Pesta buah kelapa muda berlangsung lancar. Keesokan hari, kampungku ramai pemberitaan soal pencurian buah kelapa. Mereka tahu ada pencurian karena kulit kelapa tidak kami buang. Untungnya, tidak ada warga yang tahu aksi kami.

Tetapi dasar ada anak tolol, sepekan kemudian rahasia aksi kami bocor lewat mulut teman yang membangga-banggakan diri karena berani manjat pohon kelapa tengah malam.

Terutama aku, aku dimarahi habis-habisa. Dicap sebagai pembawa onar. Tapi nasihat sekaligus makian hanya masuk telinga kanan dan langsung keluar lewat telinga kiri.

Seingatku, punya sikap ngeyel memang hebat di kampungku. Dan aku punya sikap semacam itu. Tiap ada orang dewasa yang marah, sudah pasti mereka akan semakin geram sampai bosan. Aku tidak mempan dimarahi. Apalagi cuma lewat lisan. Lewat fisik saja aku sering. Misalnya oleh ibuku, Sani.

Di rumah sendiripun aku juga sangat bandel dan selalu ingin menang. Adikku, Rumi, harus takluk. Kalau mereka ngeyel, itu bisa bikin aku siap bertarung dengan mereka. Ibaratnya, aku ingin jadi komandan, dan mereka jadi anak buah melulu.

## Cuplikan Materi
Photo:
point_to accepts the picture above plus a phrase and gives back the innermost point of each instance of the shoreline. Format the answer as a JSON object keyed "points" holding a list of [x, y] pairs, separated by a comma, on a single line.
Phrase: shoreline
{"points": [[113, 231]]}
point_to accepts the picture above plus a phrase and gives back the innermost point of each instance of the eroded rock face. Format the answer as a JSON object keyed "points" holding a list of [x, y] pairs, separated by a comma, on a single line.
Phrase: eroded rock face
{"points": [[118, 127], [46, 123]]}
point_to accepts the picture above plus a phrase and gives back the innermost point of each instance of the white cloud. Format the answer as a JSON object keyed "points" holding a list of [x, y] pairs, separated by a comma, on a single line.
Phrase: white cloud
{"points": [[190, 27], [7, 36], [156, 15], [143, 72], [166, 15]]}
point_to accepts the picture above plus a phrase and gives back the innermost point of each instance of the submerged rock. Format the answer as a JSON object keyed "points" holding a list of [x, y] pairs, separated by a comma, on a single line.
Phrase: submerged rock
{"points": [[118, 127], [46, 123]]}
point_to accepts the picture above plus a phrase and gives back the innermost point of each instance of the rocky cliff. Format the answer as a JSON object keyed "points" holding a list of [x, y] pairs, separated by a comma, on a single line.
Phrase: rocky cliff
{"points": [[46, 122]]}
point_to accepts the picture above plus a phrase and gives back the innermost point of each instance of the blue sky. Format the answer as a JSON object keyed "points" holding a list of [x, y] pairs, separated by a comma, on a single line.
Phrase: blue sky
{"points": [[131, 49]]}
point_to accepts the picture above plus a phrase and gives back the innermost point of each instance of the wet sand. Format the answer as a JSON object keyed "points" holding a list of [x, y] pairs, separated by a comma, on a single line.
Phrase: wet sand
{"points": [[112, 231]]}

...

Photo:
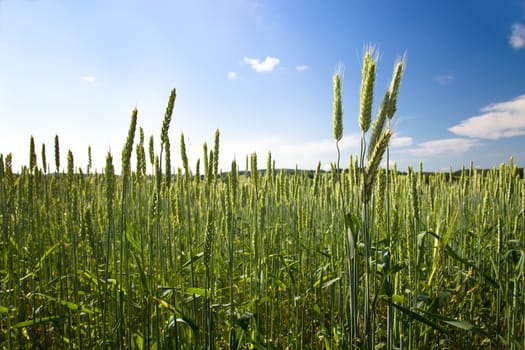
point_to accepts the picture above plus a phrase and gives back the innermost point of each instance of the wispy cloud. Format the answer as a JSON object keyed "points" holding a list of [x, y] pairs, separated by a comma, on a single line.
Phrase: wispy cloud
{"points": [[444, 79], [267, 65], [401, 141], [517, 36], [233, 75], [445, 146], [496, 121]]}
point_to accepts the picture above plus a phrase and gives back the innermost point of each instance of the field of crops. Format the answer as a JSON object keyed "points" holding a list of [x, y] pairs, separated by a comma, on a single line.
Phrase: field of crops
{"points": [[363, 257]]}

* * *

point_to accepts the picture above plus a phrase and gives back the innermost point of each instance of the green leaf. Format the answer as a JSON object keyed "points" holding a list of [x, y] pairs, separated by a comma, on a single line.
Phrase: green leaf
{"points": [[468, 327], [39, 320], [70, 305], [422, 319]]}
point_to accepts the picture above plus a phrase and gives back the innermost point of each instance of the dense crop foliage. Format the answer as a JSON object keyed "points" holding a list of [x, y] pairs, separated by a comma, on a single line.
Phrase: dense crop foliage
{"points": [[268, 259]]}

## Tugas Latihan
**A.** Sebutkan semua ungkapan keterangan waktu yang terdapat dalam kisah pencurian kelapa.
**B.** Lanjutkan kisah pencurian kelapa setelah kalimat terakhirnya.

## Kunci Jawaban
**A.** Keesokan hari, sepekan kemudian, tengah malam

**B.**
Pernah suatu ketika membikin nenekku marah besar. Halaman rumah kupaculi. Tanahnya yang masih basah kelemparkan semuanya ke lantai rumah. Tentu semua jadi kotor. Setelah itu aku lari karena kecewa setelah merasa tidak ada yang bisa memahami diriku.

Nenek kemudian membersihkan lantai rumah. Tanah-tanah disapu lagi dan dilemparkan ke luar. Lantai jadi bersih lagi setelah di pel. Walau begitu, nenekku butuh waktu sejam lebih untuk mengerjakannya seorang diri.

Ketika pulang ke rumah, aku sadar akan kena murka nenek. Benar saja. Dia marah. Dan dia tidak puas dengan sikapku yang melampiaskan kekecewaan dengan cara mengotori lantai rumah. Dia minta aku bercerita kalau lagi punya persoalan.

Walau itu nasihat baik, tapi karena penyampaiannya dilakukan dengan keras, aku menangkapnya sedang marah. Kalau sudah berpikir orang lain memarahiku, aku akan cuek. Suara masuk kuping kanan dan keluar langsung lewat kuping kiri.

Aku sudah tidak begitu ingat kenakalan apa saja yang pernah kulakukan di kampung sewaktu masih duduk di sekolah dasar. Kebandelan pernah membuatku terlibat permasalahan dengan tetangga.

Meteran listrik rumah tetangga yang terletak di belakang rumahku, kumatikan. Aku kesal karena mereka selalu memutar musik sekeras-kerasnya. Seolah-olah, di kampung cuma dia yang hidup. Aku lari sekencang-kencangnya setelah itu. Kupikir ulah itu tidak ada orang yang tahu. Sampai sore hari ketika aku pulang, ternyata di rumah sudah ada Sukarta, si pemilik rumah yang kumatikan meteran listriknya.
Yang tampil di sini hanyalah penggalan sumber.